* **Aim of the exercise**
Show each line of the listing below that contains the string "navy", matching case exactly.

* **Data to process**

*****

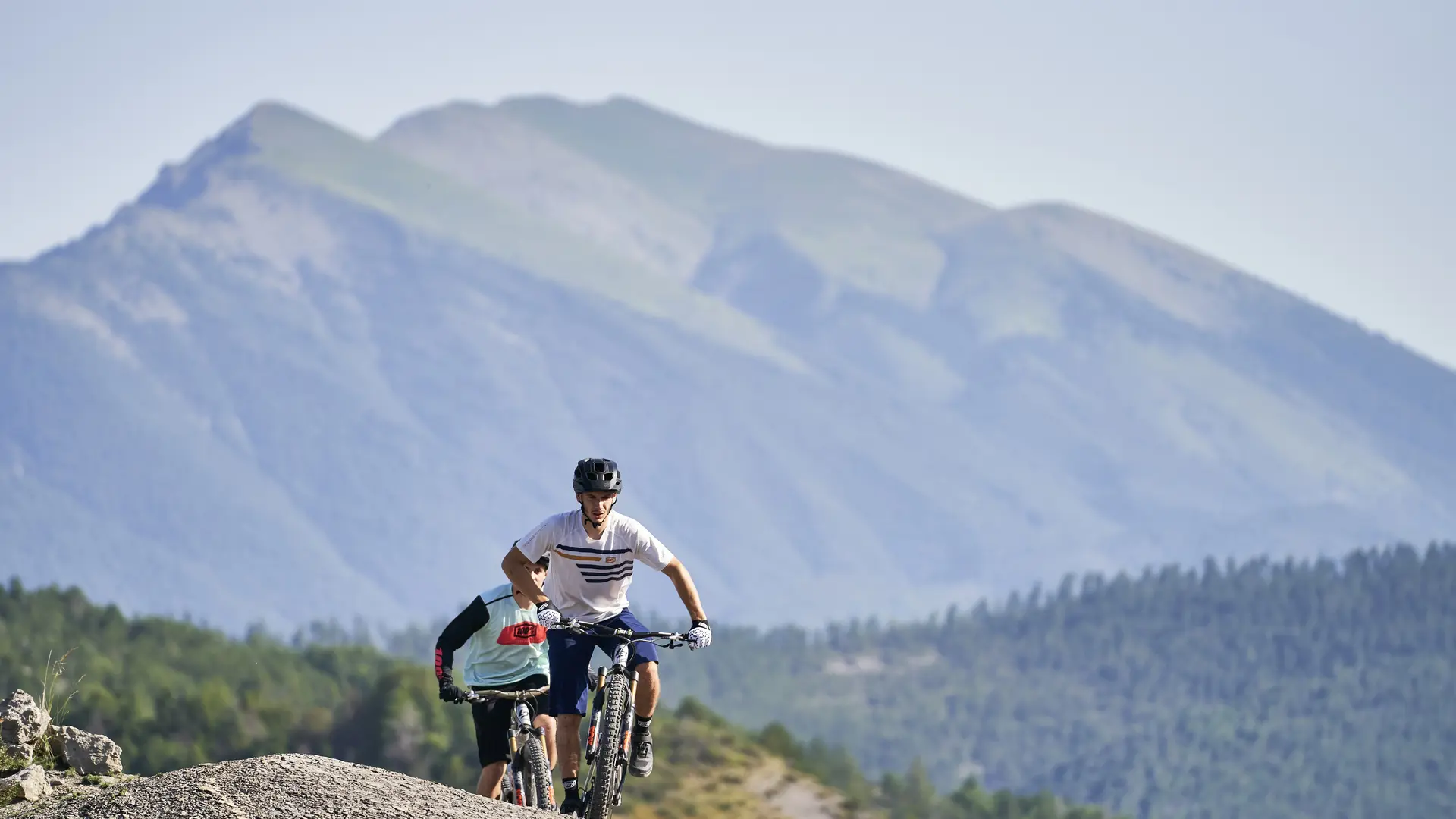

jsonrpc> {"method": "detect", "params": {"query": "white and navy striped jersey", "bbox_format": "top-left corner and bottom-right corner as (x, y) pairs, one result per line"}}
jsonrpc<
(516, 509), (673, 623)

*****

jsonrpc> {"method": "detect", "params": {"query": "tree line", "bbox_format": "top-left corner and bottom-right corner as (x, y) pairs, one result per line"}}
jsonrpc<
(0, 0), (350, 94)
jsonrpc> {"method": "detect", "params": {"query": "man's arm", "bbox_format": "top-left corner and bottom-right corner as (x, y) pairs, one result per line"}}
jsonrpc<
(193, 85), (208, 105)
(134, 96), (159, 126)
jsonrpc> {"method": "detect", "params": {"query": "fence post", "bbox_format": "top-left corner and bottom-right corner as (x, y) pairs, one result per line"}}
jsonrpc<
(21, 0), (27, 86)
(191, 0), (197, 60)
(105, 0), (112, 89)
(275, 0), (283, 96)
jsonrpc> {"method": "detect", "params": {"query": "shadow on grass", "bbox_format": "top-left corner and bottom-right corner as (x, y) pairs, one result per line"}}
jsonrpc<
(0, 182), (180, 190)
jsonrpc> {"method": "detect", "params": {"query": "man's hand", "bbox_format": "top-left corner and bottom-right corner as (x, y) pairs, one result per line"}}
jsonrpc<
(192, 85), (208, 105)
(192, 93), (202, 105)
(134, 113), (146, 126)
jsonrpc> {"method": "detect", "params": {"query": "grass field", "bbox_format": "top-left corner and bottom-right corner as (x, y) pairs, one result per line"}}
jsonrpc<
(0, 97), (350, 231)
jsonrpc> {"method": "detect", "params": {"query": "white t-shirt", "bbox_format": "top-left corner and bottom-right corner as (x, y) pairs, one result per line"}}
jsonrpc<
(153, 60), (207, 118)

*****

* **Task solution**
jsonrpc> {"method": "detect", "params": {"query": "white and navy striped jersey", "bbox_format": "top-left corner and bottom-right corner as (x, y) pairs, one result per line"}}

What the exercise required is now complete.